Reproduce word for word the data below, from the line containing "For the site audit, find each instance of the orange flower" through the final line, both ends included.

Given data:
-.-.-

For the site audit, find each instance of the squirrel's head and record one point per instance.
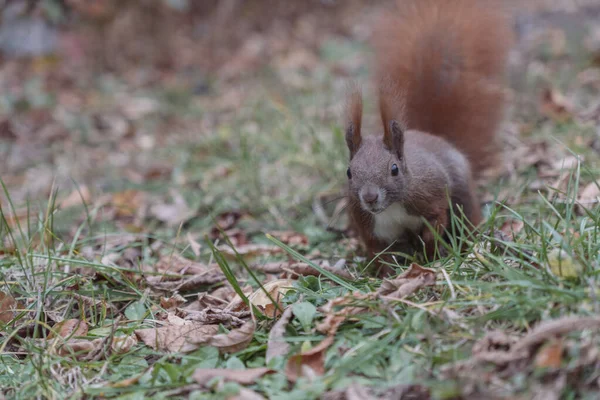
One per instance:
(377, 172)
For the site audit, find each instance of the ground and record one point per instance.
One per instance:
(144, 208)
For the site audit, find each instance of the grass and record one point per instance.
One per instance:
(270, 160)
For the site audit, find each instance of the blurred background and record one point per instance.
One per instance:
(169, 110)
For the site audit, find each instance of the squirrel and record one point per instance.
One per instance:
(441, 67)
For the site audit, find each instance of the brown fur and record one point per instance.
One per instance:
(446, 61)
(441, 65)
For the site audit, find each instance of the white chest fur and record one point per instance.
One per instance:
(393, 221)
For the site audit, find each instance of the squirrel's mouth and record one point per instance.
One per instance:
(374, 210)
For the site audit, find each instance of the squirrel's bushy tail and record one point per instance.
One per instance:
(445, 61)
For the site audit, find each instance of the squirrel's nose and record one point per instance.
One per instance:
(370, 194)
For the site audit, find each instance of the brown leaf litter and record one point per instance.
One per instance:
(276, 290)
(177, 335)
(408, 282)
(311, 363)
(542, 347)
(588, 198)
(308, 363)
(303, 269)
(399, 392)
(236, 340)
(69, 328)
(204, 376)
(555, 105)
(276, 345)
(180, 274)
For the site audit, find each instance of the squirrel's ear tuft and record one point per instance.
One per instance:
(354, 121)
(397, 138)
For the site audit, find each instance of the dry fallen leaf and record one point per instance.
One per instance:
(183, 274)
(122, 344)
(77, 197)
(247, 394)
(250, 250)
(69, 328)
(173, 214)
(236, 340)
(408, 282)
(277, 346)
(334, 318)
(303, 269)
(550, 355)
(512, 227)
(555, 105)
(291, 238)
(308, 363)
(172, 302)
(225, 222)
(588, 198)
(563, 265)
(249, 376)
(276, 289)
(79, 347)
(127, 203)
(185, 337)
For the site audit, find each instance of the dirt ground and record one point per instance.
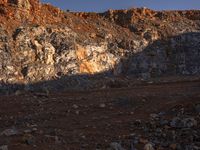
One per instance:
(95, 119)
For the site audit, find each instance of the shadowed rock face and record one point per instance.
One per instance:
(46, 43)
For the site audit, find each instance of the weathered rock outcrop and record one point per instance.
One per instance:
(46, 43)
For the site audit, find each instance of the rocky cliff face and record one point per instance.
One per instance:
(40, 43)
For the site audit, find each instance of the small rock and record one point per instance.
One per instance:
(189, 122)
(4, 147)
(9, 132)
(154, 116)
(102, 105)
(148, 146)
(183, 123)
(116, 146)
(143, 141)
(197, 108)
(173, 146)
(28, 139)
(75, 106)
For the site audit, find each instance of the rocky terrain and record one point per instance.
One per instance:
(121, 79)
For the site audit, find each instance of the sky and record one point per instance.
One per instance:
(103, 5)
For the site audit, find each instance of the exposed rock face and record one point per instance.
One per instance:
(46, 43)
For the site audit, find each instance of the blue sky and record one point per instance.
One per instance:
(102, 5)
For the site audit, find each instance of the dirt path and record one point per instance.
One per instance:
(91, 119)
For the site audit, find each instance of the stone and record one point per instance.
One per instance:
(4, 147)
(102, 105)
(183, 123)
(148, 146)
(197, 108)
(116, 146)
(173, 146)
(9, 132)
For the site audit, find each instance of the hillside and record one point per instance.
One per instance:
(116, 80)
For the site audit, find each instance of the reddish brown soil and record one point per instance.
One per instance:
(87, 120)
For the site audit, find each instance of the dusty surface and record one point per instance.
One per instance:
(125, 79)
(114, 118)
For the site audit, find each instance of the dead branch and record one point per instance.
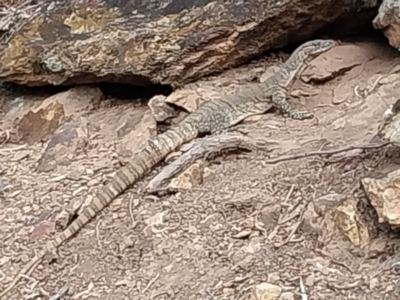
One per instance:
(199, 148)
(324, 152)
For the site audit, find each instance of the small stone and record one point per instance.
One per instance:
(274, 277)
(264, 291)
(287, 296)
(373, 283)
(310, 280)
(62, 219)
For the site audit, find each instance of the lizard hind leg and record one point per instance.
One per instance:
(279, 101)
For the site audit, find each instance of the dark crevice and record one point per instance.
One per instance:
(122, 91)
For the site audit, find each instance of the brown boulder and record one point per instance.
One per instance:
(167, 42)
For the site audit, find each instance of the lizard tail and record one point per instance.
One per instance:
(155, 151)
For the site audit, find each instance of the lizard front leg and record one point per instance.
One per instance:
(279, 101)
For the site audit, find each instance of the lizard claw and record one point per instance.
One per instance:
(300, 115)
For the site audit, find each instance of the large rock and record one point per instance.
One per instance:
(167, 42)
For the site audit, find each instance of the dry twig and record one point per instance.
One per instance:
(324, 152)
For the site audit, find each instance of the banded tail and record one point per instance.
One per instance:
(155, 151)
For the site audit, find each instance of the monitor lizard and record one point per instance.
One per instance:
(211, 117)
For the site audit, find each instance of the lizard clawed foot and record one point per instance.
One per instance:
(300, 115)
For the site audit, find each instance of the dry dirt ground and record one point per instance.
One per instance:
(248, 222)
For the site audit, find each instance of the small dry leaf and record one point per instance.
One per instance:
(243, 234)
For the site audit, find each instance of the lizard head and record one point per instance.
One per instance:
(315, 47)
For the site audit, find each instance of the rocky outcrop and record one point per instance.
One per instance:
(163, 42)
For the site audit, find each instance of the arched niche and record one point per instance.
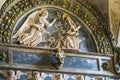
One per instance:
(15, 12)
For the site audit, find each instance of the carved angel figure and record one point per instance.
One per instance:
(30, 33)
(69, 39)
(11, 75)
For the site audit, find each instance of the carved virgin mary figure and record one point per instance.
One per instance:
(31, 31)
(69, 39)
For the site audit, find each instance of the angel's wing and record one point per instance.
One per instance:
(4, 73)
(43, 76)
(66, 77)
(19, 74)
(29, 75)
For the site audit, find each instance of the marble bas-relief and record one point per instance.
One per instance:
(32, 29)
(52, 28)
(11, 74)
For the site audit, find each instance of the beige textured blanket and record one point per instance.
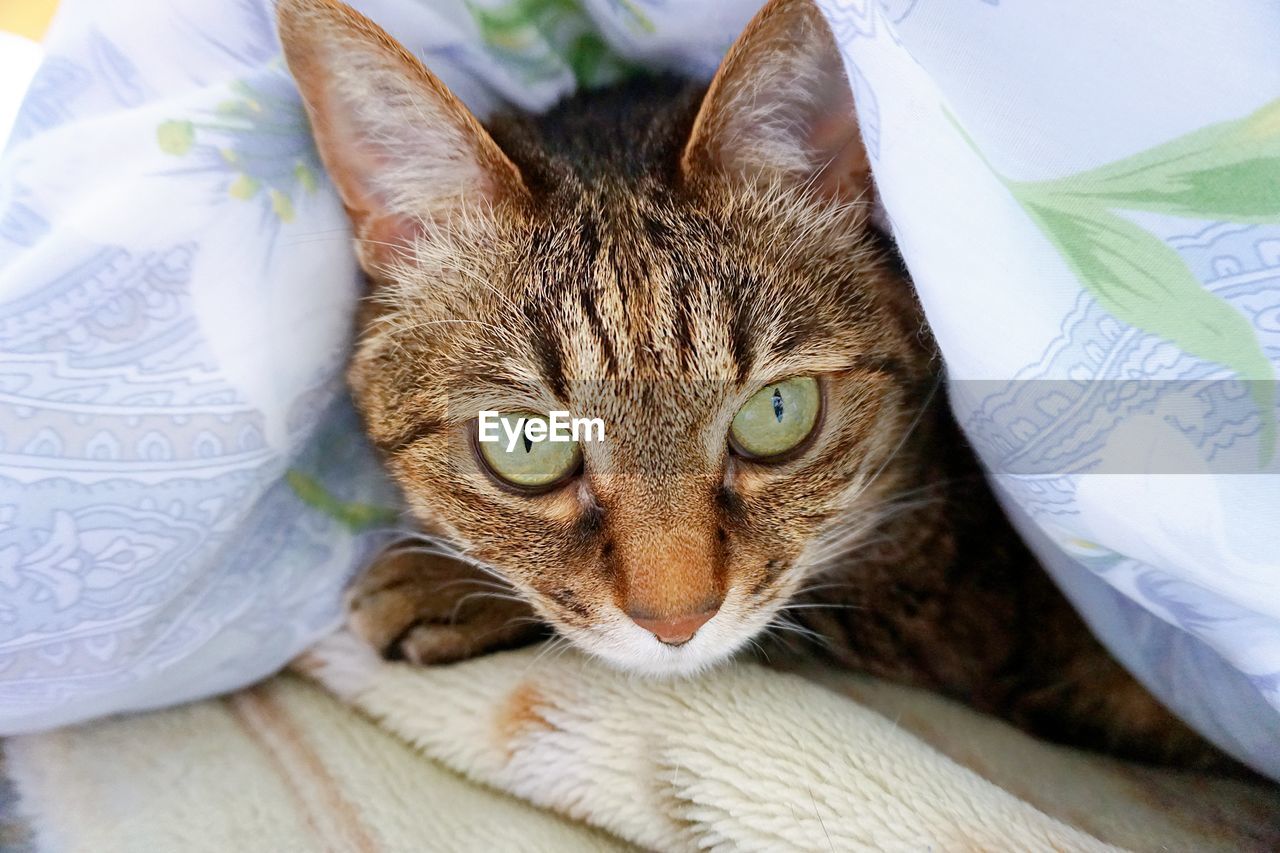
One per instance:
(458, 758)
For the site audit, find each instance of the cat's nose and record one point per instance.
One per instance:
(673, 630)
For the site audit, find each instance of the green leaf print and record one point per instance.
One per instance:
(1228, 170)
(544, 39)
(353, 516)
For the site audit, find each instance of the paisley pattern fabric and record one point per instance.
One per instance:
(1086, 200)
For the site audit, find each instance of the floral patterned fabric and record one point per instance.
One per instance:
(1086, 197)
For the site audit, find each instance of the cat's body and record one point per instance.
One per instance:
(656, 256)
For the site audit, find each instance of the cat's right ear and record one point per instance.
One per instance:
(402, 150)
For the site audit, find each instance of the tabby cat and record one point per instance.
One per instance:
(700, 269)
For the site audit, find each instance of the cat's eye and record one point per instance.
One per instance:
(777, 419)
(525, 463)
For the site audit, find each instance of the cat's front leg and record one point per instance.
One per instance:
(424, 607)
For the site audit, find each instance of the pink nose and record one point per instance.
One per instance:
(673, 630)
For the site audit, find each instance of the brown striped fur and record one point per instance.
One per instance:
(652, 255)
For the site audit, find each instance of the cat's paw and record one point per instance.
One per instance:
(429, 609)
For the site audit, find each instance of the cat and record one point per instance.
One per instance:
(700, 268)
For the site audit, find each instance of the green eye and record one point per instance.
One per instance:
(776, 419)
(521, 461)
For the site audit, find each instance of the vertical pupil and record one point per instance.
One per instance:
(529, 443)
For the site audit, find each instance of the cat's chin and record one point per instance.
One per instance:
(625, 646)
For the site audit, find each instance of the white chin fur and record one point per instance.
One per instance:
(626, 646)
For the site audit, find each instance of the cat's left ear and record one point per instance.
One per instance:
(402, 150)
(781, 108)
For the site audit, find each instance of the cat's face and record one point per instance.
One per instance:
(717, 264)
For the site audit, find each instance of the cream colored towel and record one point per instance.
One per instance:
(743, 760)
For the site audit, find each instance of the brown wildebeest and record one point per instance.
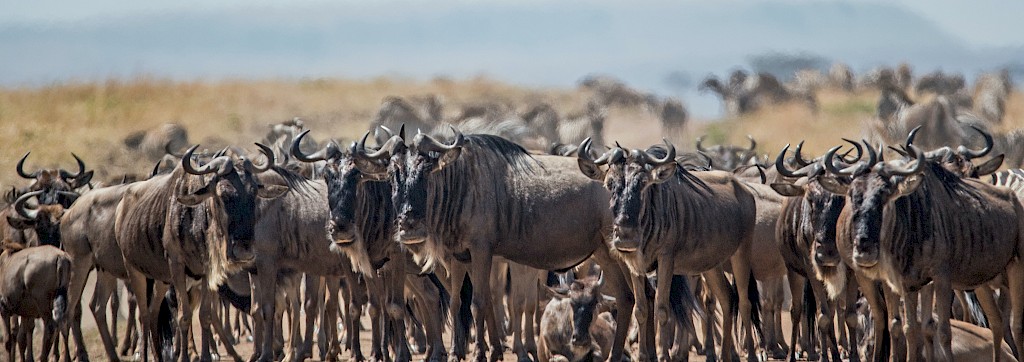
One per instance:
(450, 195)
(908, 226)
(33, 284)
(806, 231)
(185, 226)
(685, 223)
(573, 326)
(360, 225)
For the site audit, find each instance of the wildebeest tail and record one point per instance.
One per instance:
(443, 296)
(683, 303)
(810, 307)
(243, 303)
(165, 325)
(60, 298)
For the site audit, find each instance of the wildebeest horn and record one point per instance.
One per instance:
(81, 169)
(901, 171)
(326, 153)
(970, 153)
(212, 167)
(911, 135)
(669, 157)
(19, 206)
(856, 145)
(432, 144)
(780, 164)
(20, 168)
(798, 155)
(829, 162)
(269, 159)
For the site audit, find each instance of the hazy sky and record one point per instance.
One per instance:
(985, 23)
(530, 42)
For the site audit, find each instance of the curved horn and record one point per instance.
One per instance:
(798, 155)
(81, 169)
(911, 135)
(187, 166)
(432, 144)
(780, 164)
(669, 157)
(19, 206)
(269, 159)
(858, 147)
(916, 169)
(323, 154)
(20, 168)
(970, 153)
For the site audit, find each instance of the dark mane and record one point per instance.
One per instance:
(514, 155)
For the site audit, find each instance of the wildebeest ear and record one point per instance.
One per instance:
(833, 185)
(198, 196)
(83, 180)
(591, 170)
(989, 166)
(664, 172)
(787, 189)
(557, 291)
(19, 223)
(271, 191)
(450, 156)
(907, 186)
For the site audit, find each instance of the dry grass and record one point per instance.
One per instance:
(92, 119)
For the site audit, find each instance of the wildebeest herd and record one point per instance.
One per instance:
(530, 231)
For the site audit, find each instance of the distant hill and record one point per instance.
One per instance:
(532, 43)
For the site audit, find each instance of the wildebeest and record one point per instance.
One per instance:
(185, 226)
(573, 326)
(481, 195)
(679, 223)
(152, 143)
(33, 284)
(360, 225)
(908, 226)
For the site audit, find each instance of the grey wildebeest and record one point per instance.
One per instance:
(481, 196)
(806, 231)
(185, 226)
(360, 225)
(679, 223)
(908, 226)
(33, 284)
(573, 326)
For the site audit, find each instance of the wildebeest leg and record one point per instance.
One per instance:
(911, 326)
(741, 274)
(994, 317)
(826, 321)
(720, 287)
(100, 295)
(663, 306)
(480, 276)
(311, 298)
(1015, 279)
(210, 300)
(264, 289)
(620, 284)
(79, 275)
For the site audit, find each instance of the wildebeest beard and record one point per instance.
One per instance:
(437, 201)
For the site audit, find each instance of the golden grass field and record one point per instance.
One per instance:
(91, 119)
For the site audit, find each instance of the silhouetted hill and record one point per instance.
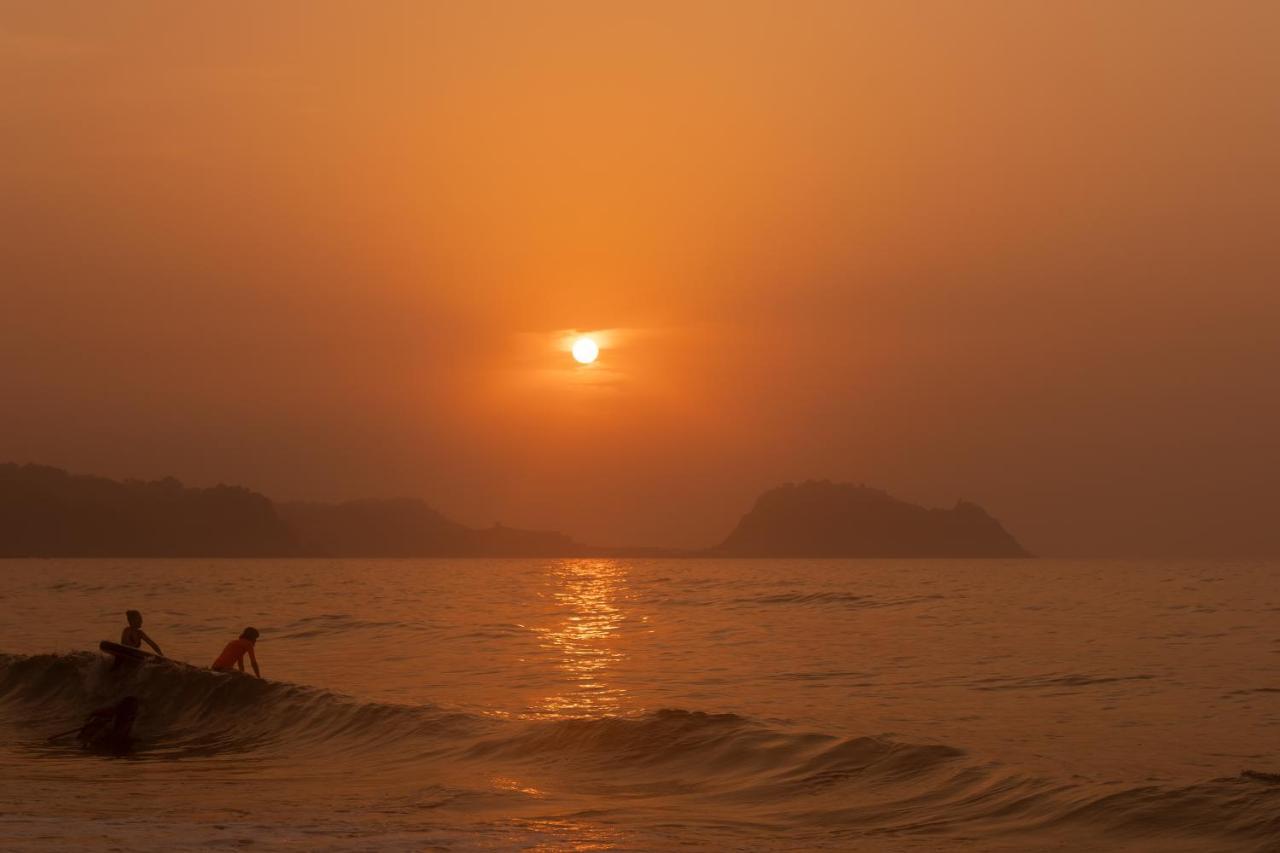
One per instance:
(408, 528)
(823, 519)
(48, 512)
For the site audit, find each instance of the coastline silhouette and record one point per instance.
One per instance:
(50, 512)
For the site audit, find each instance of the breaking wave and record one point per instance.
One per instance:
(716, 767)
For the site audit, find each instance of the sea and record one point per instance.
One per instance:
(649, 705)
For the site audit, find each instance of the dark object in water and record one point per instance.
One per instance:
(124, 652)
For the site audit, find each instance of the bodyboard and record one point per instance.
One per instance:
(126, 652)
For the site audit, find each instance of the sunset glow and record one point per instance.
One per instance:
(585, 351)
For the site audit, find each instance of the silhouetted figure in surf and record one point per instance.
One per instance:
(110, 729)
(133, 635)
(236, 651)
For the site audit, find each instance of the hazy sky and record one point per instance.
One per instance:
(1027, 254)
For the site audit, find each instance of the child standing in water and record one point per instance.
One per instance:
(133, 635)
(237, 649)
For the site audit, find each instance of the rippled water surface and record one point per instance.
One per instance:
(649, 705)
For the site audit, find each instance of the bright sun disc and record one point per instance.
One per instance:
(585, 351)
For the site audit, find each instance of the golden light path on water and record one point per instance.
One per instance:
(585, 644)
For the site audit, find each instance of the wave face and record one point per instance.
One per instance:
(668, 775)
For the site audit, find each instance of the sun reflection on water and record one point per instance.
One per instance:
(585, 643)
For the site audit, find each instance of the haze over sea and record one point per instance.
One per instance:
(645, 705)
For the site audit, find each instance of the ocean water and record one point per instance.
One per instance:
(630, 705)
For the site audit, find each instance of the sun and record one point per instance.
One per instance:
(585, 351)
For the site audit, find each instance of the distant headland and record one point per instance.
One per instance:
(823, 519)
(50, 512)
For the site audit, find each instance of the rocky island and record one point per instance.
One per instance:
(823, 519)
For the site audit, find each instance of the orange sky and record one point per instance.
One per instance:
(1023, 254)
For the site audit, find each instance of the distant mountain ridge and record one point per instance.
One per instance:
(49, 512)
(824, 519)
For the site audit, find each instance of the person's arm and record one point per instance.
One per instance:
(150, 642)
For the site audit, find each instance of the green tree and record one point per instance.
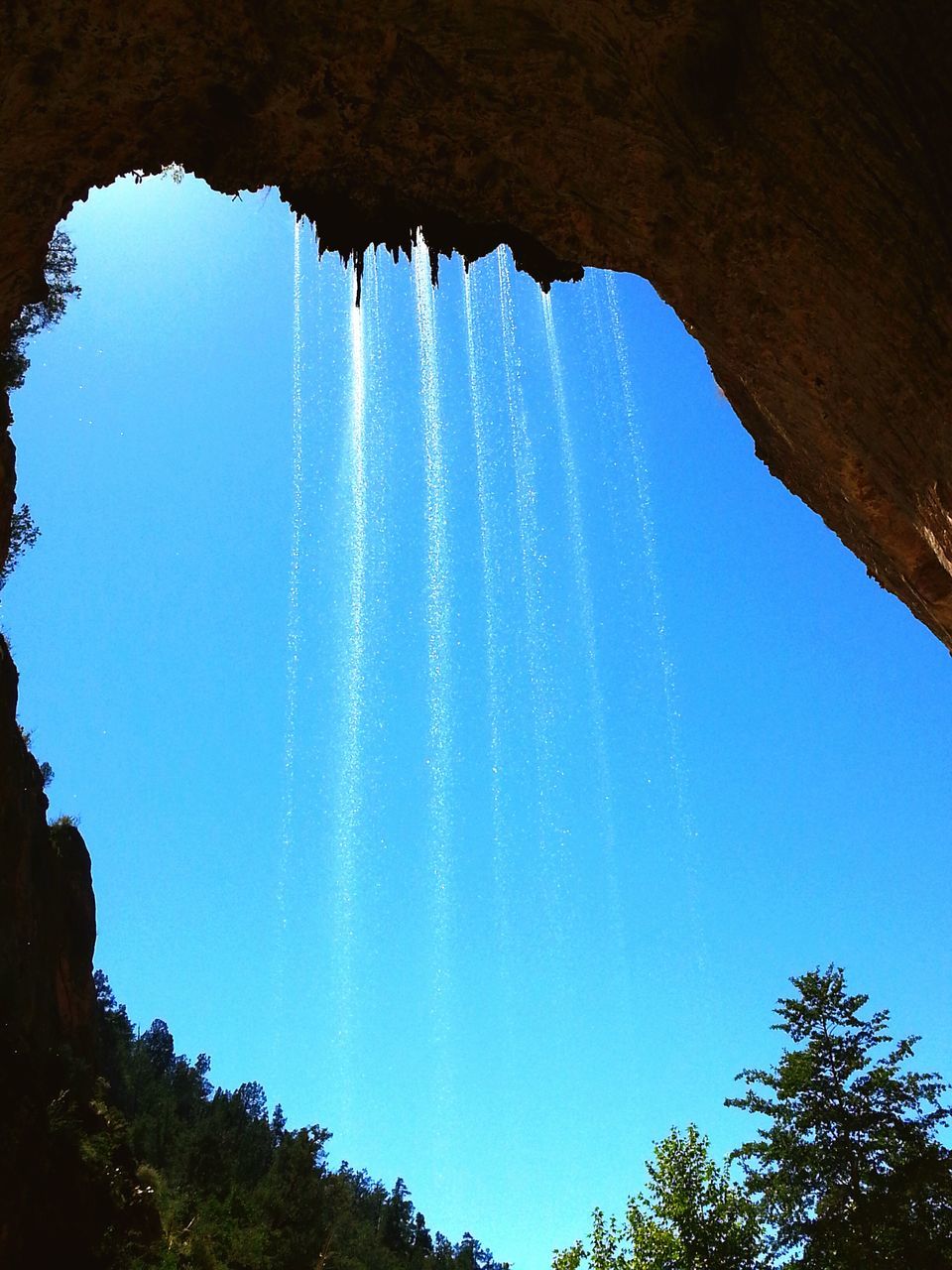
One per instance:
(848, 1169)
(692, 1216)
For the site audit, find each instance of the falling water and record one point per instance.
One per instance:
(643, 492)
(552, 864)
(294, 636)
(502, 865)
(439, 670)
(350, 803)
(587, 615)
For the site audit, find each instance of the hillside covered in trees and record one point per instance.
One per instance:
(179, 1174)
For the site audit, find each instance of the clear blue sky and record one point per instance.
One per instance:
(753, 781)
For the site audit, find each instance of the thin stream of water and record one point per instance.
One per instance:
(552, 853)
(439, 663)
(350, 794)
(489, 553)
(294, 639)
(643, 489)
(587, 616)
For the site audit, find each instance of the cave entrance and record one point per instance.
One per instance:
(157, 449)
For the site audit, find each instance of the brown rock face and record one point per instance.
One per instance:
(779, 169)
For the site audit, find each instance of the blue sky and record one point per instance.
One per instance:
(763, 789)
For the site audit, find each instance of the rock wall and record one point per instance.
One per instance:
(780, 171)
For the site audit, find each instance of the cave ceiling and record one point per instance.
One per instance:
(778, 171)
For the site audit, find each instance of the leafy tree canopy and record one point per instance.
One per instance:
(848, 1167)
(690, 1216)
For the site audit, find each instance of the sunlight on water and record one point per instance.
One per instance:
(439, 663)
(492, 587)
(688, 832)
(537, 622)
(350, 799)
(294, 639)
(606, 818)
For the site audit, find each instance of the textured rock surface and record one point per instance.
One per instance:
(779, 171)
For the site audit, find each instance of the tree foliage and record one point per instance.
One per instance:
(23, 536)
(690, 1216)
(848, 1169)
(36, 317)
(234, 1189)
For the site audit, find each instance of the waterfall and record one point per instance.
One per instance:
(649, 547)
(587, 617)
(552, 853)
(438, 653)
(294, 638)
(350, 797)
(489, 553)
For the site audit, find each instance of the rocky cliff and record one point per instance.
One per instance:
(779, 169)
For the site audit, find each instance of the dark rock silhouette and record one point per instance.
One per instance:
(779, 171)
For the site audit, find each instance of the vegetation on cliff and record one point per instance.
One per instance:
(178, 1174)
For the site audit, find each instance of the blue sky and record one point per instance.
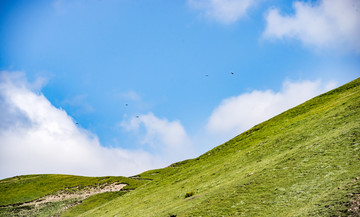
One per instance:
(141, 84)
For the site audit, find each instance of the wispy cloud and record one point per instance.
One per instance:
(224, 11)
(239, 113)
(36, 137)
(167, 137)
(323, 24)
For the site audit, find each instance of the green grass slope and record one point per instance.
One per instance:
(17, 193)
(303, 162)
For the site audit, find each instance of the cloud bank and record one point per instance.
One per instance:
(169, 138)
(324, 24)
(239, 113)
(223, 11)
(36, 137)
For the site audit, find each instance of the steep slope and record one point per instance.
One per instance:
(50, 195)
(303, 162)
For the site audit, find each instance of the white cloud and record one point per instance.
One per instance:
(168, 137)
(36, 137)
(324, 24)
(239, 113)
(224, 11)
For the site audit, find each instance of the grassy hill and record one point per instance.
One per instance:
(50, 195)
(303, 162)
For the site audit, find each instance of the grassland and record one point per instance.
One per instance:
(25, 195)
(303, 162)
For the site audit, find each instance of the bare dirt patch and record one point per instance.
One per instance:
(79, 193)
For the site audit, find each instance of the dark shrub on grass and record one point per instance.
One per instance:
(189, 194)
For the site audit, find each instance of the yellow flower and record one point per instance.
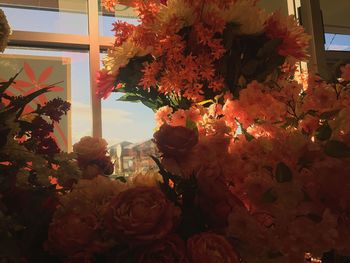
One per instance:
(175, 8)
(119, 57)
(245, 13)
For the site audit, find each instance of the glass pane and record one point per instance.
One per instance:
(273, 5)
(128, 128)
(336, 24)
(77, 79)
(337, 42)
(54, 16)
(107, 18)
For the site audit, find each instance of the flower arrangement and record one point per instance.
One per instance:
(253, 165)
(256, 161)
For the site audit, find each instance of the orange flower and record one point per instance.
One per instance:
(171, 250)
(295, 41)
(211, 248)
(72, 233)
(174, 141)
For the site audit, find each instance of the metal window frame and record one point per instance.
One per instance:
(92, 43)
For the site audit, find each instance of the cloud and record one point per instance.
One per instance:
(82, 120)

-.-.-

Complete output:
For the site audit, find each instance of the orange flower and record one point per instance.
One per instance:
(171, 250)
(295, 41)
(211, 248)
(72, 233)
(174, 141)
For the site audit, find each instance of the metal window frame and record one point per instance.
One per instance:
(92, 43)
For the site audit, find each instance of the cloud and record one point per instance.
One per instance:
(82, 120)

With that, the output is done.